EXERCISE - Give a verbatim repeat of the lines that run from the line containing "Identify green leaf in the frame above." to the end of the data below.

══════════

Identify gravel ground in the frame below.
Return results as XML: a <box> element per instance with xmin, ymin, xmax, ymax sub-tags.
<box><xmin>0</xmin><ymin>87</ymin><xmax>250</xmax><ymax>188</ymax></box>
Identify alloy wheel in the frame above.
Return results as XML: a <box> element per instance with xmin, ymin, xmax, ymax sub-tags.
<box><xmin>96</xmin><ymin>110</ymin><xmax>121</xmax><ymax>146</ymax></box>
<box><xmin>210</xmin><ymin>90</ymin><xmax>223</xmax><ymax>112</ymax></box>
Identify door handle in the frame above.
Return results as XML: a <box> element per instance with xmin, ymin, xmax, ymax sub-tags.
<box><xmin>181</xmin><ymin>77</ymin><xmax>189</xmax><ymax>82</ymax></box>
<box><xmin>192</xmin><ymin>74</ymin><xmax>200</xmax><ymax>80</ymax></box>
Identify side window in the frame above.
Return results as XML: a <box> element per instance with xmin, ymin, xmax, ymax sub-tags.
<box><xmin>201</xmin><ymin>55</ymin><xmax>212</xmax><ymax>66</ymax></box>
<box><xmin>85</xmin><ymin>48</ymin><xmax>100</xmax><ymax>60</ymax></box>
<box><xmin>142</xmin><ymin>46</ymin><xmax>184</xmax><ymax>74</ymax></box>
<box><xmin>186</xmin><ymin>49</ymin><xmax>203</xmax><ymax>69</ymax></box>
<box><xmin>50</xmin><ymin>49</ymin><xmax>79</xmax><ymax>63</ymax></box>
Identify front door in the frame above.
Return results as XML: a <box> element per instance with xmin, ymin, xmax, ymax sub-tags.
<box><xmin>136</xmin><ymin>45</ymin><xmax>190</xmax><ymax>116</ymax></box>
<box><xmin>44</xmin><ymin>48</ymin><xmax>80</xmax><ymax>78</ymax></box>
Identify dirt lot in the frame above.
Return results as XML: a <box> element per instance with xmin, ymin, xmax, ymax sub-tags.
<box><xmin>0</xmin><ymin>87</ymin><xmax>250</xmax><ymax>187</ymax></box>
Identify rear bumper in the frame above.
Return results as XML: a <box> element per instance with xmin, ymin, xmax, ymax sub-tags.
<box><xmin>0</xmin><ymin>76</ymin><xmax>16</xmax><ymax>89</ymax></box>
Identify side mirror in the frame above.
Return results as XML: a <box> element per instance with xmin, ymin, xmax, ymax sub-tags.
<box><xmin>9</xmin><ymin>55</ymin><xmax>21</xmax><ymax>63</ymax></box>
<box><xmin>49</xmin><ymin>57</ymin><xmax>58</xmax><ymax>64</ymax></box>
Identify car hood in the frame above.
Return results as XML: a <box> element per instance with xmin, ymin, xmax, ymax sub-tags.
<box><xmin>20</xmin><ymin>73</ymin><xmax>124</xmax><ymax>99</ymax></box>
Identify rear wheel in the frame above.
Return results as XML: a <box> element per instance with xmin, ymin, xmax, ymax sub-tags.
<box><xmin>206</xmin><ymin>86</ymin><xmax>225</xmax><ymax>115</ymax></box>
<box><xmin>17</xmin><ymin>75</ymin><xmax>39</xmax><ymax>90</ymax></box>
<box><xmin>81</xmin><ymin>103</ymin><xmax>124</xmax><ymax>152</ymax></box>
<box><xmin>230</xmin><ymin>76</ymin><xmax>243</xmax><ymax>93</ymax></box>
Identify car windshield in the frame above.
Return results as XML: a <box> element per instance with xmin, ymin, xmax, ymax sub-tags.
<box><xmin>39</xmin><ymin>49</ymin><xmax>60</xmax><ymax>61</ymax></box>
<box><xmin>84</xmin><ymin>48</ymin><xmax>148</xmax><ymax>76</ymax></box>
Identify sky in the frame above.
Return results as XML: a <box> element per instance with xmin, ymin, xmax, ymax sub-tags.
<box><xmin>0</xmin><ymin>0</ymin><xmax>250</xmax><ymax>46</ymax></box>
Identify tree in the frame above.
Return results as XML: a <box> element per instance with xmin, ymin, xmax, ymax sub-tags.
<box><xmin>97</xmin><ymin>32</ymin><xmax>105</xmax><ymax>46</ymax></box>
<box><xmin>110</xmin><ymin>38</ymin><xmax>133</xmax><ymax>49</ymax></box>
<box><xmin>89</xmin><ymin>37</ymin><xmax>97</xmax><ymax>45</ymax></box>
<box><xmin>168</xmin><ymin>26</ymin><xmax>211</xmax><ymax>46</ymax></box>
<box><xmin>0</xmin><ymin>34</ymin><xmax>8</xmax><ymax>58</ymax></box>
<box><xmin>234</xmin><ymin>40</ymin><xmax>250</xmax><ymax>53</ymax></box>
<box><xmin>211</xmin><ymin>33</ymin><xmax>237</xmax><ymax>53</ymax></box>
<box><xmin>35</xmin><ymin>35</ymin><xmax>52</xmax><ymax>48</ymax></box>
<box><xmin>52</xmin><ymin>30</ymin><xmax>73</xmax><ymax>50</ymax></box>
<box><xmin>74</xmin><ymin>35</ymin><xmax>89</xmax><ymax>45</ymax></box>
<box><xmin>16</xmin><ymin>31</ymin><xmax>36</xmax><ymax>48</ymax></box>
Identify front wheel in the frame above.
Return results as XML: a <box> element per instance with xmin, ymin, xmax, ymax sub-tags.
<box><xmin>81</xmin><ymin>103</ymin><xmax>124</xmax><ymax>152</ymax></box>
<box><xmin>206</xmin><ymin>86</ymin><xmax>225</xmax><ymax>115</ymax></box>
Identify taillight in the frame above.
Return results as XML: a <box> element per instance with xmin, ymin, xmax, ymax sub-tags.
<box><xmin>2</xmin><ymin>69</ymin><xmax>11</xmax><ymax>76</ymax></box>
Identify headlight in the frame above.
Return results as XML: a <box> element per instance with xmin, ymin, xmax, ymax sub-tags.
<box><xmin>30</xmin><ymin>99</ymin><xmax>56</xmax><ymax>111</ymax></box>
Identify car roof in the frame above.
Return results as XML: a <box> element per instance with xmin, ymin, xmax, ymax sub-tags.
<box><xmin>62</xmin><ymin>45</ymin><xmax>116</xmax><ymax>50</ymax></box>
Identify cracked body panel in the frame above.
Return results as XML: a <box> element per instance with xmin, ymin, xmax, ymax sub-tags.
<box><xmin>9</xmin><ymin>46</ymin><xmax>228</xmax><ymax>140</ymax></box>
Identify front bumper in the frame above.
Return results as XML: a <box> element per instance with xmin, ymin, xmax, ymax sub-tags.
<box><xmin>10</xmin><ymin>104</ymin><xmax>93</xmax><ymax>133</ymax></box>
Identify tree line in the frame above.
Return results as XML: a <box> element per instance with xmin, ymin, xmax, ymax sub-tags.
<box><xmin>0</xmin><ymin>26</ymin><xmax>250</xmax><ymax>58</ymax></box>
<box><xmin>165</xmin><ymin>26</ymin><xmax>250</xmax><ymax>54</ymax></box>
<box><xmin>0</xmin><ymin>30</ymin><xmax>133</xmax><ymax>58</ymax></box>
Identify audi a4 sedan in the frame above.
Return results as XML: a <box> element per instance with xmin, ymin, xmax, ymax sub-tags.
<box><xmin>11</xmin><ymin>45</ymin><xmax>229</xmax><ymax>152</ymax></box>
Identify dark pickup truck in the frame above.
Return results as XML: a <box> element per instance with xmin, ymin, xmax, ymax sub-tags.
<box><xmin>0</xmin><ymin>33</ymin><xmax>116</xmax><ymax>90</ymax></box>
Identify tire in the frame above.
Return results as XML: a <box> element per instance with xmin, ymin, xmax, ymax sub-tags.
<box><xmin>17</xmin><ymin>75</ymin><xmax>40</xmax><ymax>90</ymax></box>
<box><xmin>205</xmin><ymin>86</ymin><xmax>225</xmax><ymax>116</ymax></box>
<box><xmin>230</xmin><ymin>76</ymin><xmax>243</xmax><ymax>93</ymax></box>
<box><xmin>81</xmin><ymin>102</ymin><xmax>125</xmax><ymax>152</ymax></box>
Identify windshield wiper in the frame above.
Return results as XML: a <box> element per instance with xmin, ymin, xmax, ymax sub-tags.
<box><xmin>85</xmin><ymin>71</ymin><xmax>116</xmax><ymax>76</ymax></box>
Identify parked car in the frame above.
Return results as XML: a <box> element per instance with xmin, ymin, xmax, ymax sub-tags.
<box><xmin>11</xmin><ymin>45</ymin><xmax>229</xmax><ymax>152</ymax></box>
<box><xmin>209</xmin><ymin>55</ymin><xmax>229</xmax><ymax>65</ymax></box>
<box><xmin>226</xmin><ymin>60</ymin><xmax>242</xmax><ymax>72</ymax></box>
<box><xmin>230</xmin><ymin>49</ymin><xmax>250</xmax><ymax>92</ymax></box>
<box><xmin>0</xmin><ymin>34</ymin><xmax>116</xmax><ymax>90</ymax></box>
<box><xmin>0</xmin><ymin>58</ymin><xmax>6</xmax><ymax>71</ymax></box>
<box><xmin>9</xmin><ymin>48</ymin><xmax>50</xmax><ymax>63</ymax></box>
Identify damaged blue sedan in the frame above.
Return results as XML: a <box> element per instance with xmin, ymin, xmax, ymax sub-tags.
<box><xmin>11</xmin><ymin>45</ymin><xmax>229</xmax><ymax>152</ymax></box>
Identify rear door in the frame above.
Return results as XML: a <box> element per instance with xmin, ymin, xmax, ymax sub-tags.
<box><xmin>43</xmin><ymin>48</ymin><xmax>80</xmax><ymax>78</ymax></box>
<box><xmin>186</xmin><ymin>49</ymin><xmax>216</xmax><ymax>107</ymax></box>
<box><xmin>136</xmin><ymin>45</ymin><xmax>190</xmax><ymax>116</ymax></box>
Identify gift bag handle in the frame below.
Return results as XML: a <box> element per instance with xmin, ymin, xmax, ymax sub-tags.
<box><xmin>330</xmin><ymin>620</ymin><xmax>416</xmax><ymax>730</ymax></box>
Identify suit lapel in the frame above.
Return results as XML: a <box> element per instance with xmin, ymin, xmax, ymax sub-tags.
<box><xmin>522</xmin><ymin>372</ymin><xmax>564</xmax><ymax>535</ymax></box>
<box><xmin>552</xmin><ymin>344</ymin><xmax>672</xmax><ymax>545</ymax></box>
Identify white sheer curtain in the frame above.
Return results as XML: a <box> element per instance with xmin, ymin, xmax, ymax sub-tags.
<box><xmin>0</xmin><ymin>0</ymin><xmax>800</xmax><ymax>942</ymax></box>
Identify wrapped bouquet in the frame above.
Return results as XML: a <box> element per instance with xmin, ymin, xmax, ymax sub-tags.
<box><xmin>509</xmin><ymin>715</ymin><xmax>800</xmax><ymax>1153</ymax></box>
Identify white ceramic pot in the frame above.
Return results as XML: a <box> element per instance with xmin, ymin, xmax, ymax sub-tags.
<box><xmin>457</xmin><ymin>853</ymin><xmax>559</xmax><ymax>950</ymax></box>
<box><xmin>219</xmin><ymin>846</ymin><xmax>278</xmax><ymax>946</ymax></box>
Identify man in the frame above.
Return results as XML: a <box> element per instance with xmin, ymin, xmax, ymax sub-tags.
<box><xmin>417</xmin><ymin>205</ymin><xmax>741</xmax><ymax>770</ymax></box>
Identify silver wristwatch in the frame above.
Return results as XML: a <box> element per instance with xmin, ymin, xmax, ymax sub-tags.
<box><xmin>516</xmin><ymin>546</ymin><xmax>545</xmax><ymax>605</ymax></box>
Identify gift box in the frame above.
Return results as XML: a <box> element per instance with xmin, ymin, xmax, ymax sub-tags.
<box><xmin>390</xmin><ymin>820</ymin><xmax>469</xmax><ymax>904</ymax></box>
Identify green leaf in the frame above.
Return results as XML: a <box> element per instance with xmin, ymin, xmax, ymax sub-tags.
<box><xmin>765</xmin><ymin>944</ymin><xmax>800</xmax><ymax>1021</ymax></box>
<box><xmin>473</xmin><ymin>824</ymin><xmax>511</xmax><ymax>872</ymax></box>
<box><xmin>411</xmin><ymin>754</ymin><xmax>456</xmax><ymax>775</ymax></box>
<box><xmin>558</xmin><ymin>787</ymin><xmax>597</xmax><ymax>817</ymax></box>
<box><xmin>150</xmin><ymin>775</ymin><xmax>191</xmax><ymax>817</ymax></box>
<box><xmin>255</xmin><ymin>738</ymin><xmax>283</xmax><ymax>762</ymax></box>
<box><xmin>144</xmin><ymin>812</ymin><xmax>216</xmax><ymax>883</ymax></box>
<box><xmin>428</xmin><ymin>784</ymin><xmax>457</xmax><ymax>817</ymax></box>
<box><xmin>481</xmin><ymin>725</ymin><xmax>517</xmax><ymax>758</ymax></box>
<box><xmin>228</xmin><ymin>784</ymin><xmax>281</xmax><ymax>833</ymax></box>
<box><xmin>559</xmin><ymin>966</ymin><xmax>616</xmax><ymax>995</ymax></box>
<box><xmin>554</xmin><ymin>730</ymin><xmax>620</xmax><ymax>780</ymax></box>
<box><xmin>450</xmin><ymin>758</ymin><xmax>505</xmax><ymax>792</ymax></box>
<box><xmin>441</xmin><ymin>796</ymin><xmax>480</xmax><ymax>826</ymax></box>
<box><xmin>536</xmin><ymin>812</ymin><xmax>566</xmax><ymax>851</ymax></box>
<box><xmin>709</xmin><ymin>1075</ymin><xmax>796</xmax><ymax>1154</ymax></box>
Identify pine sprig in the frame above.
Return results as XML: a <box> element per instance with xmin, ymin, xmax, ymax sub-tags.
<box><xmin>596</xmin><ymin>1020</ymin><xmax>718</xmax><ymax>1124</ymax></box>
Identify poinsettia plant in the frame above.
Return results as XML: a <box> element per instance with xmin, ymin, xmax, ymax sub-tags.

══════════

ANSWER BELOW -
Identify green leaf in the frame above.
Return results as XML: a <box> element per instance with xmin, ymin, xmax, ymax sub-tags.
<box><xmin>765</xmin><ymin>944</ymin><xmax>800</xmax><ymax>1021</ymax></box>
<box><xmin>473</xmin><ymin>824</ymin><xmax>511</xmax><ymax>872</ymax></box>
<box><xmin>411</xmin><ymin>754</ymin><xmax>456</xmax><ymax>775</ymax></box>
<box><xmin>558</xmin><ymin>787</ymin><xmax>597</xmax><ymax>817</ymax></box>
<box><xmin>150</xmin><ymin>775</ymin><xmax>191</xmax><ymax>817</ymax></box>
<box><xmin>255</xmin><ymin>738</ymin><xmax>283</xmax><ymax>762</ymax></box>
<box><xmin>144</xmin><ymin>812</ymin><xmax>216</xmax><ymax>883</ymax></box>
<box><xmin>428</xmin><ymin>784</ymin><xmax>457</xmax><ymax>817</ymax></box>
<box><xmin>481</xmin><ymin>725</ymin><xmax>517</xmax><ymax>758</ymax></box>
<box><xmin>228</xmin><ymin>784</ymin><xmax>281</xmax><ymax>833</ymax></box>
<box><xmin>559</xmin><ymin>966</ymin><xmax>616</xmax><ymax>995</ymax></box>
<box><xmin>554</xmin><ymin>730</ymin><xmax>620</xmax><ymax>780</ymax></box>
<box><xmin>450</xmin><ymin>758</ymin><xmax>505</xmax><ymax>792</ymax></box>
<box><xmin>441</xmin><ymin>796</ymin><xmax>480</xmax><ymax>826</ymax></box>
<box><xmin>536</xmin><ymin>812</ymin><xmax>566</xmax><ymax>851</ymax></box>
<box><xmin>709</xmin><ymin>1075</ymin><xmax>796</xmax><ymax>1154</ymax></box>
Identify pine sprig in the frame above.
Return results as XML: a <box> element per instance with xmin, ymin, xmax, ymax sub-tags.
<box><xmin>596</xmin><ymin>1020</ymin><xmax>718</xmax><ymax>1124</ymax></box>
Identify poinsettia plant in the frame above.
Return results as XML: a <box> element per instance with xmin, ymin, xmax, ymax sub-tags.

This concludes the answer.